= INSTRUCTION =
Extract the final stretch of the data: the line that contains "[locate] the concrete" and every line after it, unaltered, and no other lines.

[Raw records]
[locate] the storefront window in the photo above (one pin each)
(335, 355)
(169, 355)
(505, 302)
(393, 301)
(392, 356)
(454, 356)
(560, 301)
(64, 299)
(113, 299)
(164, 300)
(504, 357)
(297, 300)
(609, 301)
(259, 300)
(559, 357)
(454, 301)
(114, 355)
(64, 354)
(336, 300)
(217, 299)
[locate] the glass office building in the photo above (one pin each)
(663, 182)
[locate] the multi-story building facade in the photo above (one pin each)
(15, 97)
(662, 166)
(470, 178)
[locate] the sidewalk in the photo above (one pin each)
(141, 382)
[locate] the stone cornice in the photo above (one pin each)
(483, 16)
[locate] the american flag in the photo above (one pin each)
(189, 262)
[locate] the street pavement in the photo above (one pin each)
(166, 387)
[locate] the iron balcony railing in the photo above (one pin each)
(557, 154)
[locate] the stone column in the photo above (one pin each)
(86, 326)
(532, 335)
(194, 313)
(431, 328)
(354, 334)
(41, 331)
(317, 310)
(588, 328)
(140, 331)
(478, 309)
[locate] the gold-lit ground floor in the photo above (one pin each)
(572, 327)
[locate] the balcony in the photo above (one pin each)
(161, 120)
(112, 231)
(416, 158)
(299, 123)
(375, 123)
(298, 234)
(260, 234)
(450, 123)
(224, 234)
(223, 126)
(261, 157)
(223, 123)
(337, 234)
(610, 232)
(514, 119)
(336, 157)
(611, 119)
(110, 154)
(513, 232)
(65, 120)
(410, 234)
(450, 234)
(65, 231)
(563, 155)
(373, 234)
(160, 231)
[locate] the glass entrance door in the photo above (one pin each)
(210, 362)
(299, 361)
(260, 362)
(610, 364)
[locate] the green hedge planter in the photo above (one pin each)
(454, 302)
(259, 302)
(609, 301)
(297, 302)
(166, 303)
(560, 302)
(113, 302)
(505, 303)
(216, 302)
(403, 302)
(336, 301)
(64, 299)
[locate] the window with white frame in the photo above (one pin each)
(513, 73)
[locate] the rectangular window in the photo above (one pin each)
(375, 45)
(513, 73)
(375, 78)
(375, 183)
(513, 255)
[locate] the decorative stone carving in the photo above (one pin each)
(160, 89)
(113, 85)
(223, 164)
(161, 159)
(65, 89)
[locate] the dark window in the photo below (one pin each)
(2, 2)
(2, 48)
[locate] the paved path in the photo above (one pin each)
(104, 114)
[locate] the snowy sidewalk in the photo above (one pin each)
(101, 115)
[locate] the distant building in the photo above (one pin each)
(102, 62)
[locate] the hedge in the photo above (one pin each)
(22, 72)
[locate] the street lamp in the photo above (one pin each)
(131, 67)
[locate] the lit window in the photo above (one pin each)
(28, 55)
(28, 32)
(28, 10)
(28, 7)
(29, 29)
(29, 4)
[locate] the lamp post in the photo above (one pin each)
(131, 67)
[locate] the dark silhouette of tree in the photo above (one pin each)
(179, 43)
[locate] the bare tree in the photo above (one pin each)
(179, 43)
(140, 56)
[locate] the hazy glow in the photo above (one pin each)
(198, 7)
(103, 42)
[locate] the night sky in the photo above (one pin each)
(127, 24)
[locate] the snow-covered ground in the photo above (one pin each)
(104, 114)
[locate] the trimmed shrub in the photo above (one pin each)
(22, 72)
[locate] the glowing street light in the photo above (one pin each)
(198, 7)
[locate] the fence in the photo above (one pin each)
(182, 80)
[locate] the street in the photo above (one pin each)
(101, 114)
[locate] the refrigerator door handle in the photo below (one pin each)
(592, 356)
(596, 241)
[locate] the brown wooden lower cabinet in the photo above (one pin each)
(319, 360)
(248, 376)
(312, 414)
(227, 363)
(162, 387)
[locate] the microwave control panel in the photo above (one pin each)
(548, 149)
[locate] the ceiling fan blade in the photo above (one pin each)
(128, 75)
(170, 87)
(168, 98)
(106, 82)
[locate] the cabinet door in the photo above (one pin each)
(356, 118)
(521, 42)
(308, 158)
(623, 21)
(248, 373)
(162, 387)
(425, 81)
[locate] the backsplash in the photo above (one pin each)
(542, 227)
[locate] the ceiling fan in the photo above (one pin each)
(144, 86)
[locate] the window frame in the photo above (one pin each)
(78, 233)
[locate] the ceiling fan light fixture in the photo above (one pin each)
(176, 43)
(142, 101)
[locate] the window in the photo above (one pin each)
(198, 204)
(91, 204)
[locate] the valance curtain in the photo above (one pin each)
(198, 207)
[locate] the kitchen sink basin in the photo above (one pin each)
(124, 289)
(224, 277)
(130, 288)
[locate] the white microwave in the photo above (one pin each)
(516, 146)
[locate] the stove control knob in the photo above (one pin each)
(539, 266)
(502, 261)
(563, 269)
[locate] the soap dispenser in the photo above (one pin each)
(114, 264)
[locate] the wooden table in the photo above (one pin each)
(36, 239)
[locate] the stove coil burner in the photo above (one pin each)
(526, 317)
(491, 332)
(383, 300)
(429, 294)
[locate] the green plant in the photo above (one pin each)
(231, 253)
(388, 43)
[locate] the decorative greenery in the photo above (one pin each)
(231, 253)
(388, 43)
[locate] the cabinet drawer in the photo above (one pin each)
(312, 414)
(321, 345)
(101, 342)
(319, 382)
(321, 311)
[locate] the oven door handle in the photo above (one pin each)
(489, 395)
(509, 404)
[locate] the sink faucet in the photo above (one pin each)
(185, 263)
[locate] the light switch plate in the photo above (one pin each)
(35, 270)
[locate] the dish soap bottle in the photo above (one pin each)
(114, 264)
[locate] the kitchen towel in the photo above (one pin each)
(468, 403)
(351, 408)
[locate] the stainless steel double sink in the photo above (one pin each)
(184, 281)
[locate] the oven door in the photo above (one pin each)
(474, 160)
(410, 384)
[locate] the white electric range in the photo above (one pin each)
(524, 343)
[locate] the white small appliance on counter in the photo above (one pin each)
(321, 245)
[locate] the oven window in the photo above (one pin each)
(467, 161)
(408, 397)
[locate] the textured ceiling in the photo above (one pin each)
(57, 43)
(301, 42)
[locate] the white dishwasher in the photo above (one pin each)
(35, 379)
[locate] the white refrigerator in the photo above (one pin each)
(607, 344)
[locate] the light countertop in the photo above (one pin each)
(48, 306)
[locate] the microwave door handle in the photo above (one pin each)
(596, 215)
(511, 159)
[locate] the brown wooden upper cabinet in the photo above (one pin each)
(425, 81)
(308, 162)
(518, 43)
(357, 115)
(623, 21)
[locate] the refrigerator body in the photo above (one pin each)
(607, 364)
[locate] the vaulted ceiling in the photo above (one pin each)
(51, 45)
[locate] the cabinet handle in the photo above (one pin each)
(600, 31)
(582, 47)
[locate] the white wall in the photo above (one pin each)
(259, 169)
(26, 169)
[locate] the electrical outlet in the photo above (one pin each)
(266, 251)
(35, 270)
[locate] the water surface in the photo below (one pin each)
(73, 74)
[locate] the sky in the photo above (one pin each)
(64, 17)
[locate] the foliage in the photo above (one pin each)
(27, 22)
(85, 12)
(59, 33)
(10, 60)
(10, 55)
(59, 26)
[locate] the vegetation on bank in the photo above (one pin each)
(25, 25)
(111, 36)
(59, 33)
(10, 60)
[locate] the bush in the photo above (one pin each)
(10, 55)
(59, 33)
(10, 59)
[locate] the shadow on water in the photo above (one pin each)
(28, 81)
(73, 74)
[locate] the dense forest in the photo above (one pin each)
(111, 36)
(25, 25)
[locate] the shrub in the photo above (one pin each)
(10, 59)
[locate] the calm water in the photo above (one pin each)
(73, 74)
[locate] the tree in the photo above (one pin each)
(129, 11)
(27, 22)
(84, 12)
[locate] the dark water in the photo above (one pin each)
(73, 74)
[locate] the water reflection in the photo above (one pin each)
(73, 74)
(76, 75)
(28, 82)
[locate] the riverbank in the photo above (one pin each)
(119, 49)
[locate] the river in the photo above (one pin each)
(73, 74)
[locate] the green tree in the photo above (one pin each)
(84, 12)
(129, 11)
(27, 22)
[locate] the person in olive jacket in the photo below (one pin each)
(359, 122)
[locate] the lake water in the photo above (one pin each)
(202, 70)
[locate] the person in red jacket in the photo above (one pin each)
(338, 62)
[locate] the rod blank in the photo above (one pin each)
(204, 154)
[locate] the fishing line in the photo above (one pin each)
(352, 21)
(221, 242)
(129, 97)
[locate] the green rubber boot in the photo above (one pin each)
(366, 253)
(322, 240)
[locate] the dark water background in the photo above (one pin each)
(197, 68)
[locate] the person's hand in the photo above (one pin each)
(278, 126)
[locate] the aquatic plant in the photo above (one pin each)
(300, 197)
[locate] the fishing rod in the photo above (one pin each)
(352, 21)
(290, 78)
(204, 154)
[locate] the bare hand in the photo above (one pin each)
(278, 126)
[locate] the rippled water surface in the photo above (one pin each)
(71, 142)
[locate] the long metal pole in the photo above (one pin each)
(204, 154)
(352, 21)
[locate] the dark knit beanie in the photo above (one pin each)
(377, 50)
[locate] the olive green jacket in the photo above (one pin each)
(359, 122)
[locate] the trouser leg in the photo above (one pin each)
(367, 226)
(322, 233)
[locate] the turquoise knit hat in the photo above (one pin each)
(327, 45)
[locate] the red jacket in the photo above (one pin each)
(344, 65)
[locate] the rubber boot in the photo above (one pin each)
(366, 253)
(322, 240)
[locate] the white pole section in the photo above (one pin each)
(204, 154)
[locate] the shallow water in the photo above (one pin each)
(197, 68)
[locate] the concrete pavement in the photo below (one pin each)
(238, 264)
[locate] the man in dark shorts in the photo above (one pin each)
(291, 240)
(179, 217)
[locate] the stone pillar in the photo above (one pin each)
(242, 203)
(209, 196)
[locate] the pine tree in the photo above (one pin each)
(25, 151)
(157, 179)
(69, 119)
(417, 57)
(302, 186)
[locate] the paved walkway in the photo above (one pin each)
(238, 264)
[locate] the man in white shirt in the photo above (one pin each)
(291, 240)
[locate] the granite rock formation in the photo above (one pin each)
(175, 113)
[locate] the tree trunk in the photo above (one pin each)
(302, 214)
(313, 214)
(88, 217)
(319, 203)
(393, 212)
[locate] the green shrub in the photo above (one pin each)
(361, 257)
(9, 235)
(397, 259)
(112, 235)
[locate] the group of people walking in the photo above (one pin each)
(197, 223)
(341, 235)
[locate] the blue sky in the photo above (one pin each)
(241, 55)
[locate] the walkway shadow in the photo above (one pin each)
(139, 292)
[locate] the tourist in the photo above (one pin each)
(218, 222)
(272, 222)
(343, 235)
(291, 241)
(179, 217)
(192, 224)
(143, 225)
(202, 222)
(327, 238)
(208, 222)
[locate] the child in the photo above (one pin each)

= ANSWER TO THIS EXERCISE =
[locate] the concrete pavement in the photo below (one pin each)
(238, 264)
[locate] the man in dark shorts in the photo above (one pin each)
(291, 240)
(179, 217)
[locate] the stone pillar in the photo above (one pin each)
(242, 203)
(209, 196)
[locate] the pine tree in the photo above (one pin each)
(25, 151)
(157, 179)
(69, 119)
(417, 57)
(302, 186)
[locate] the paved walkway in the photo above (one pin each)
(238, 264)
[locate] the man in white shirt in the photo above (one pin each)
(291, 240)
[locate] the granite rock formation in the photo above (one pin each)
(175, 113)
[locate] the tree trunk in the photo above (one pin each)
(302, 214)
(313, 214)
(88, 217)
(319, 203)
(393, 212)
[locate] the green shrub in the photo above (one pin each)
(361, 257)
(9, 235)
(397, 259)
(112, 235)
[locate] the group of people walking in the photo above (one pin each)
(197, 223)
(341, 235)
[locate] the blue sky in the photo above (one pin each)
(241, 55)
[locate] the walkway shadow in the photo above (one pin each)
(139, 292)
[locate] the tourist in the photo above (one pin each)
(218, 222)
(272, 222)
(343, 235)
(291, 241)
(179, 217)
(192, 224)
(143, 225)
(202, 222)
(327, 238)
(208, 222)
[locate] the child in the photo above (one pin each)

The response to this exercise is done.